** START **

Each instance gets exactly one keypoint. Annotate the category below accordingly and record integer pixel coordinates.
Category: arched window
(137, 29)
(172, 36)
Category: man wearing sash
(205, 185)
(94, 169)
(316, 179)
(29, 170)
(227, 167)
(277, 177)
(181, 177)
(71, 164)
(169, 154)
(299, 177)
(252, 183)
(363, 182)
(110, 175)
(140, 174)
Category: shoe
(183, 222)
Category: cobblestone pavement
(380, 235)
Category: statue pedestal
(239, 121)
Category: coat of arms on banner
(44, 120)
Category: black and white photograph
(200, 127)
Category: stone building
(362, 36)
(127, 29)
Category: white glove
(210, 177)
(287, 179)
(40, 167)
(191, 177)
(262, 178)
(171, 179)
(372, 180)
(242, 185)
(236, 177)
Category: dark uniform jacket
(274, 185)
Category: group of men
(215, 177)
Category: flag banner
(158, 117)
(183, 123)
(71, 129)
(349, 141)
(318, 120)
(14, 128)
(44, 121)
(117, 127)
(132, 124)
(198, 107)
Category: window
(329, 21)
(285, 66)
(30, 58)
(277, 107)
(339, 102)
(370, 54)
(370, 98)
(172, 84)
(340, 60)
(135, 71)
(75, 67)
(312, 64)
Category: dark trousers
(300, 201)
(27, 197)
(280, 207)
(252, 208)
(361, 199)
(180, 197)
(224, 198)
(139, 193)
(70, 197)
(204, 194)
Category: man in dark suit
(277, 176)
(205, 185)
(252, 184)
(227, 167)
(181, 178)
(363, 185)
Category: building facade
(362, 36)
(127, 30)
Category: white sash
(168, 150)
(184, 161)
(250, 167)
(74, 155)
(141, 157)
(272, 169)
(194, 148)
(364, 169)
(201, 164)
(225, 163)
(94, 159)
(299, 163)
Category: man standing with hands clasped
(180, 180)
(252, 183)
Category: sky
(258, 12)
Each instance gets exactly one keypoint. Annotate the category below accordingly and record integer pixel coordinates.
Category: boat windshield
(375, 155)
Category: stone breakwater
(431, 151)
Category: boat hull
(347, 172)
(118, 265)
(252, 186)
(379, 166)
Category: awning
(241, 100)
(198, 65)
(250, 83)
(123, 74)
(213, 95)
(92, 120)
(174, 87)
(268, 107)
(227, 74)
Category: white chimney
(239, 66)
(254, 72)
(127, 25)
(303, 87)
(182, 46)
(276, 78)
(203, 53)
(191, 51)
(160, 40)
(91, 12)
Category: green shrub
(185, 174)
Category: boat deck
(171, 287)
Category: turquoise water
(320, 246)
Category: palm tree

** END **

TASK TO CARRY OUT - Rewrite the lines from the one containing "Category: shoe" through the end of the entries as a Markdown table with columns Number and Text. Number each row and leave out blank lines.

SOLUTION FOR THIS EXERCISE -
| Number | Text |
|---|---|
| 1 | Category: shoe |
| 2 | (183, 222) |
| 3 | Category: cobblestone pavement |
| 4 | (380, 235) |
| 5 | Category: statue pedestal |
| 6 | (239, 121) |
| 7 | Category: coat of arms on banner |
| 8 | (44, 120) |
| 9 | Category: black and white photograph |
| 10 | (200, 127) |
| 11 | Category: stone building |
| 12 | (362, 36) |
| 13 | (127, 29) |
| 14 | Category: white glove |
| 15 | (210, 177) |
| 16 | (287, 179) |
| 17 | (40, 167) |
| 18 | (191, 177) |
| 19 | (262, 178) |
| 20 | (171, 179) |
| 21 | (372, 180) |
| 22 | (242, 185) |
| 23 | (236, 177) |
| 24 | Category: dark uniform jacket |
| 25 | (274, 185) |
| 26 | Category: group of men |
| 27 | (215, 177) |
| 28 | Category: flag banner |
| 29 | (158, 117) |
| 30 | (183, 123) |
| 31 | (71, 129) |
| 32 | (349, 141) |
| 33 | (318, 120) |
| 34 | (14, 128) |
| 35 | (44, 121) |
| 36 | (117, 127) |
| 37 | (132, 124) |
| 38 | (198, 107) |
| 39 | Category: window |
| 40 | (329, 21) |
| 41 | (285, 66) |
| 42 | (30, 58) |
| 43 | (277, 107) |
| 44 | (339, 102) |
| 45 | (370, 54) |
| 46 | (370, 98) |
| 47 | (172, 84) |
| 48 | (340, 60) |
| 49 | (135, 71) |
| 50 | (75, 67) |
| 51 | (312, 64) |
| 52 | Category: dark trousers |
| 53 | (300, 201) |
| 54 | (27, 197) |
| 55 | (280, 207) |
| 56 | (252, 208) |
| 57 | (361, 199) |
| 58 | (180, 197) |
| 59 | (224, 198) |
| 60 | (139, 193) |
| 61 | (70, 197) |
| 62 | (204, 194) |
| 63 | Category: man in dark suit |
| 64 | (277, 176) |
| 65 | (205, 185) |
| 66 | (252, 184) |
| 67 | (227, 167) |
| 68 | (181, 178) |
| 69 | (363, 185) |
| 70 | Category: building facade |
| 71 | (362, 36) |
| 72 | (127, 30) |
| 73 | Category: white sash |
| 74 | (168, 150) |
| 75 | (184, 161) |
| 76 | (250, 167) |
| 77 | (74, 155) |
| 78 | (141, 157) |
| 79 | (272, 169) |
| 80 | (194, 148) |
| 81 | (364, 169) |
| 82 | (201, 164) |
| 83 | (225, 163) |
| 84 | (94, 159) |
| 85 | (299, 163) |
| 86 | Category: man standing with hands clasped |
| 87 | (180, 180) |
| 88 | (252, 183) |
| 89 | Category: sky |
| 90 | (258, 12) |
| 91 | Each instance gets exactly one keypoint. Annotate the category below accordingly and record integer pixel coordinates. |
| 92 | Category: boat windshield |
| 93 | (375, 155) |
| 94 | Category: stone breakwater |
| 95 | (431, 151) |
| 96 | Category: boat hull |
| 97 | (347, 172) |
| 98 | (118, 265) |
| 99 | (252, 186) |
| 100 | (379, 166) |
| 101 | Category: awning |
| 102 | (241, 100) |
| 103 | (198, 65) |
| 104 | (250, 83) |
| 105 | (123, 74) |
| 106 | (213, 95) |
| 107 | (92, 120) |
| 108 | (174, 87) |
| 109 | (268, 107) |
| 110 | (227, 74) |
| 111 | Category: white chimney |
| 112 | (239, 66) |
| 113 | (254, 72) |
| 114 | (127, 25) |
| 115 | (303, 87) |
| 116 | (182, 46) |
| 117 | (276, 78) |
| 118 | (203, 53) |
| 119 | (191, 51) |
| 120 | (160, 40) |
| 121 | (91, 12) |
| 122 | Category: green shrub |
| 123 | (185, 174) |
| 124 | Category: boat deck |
| 125 | (171, 287) |
| 126 | Category: turquoise water |
| 127 | (320, 246) |
| 128 | Category: palm tree |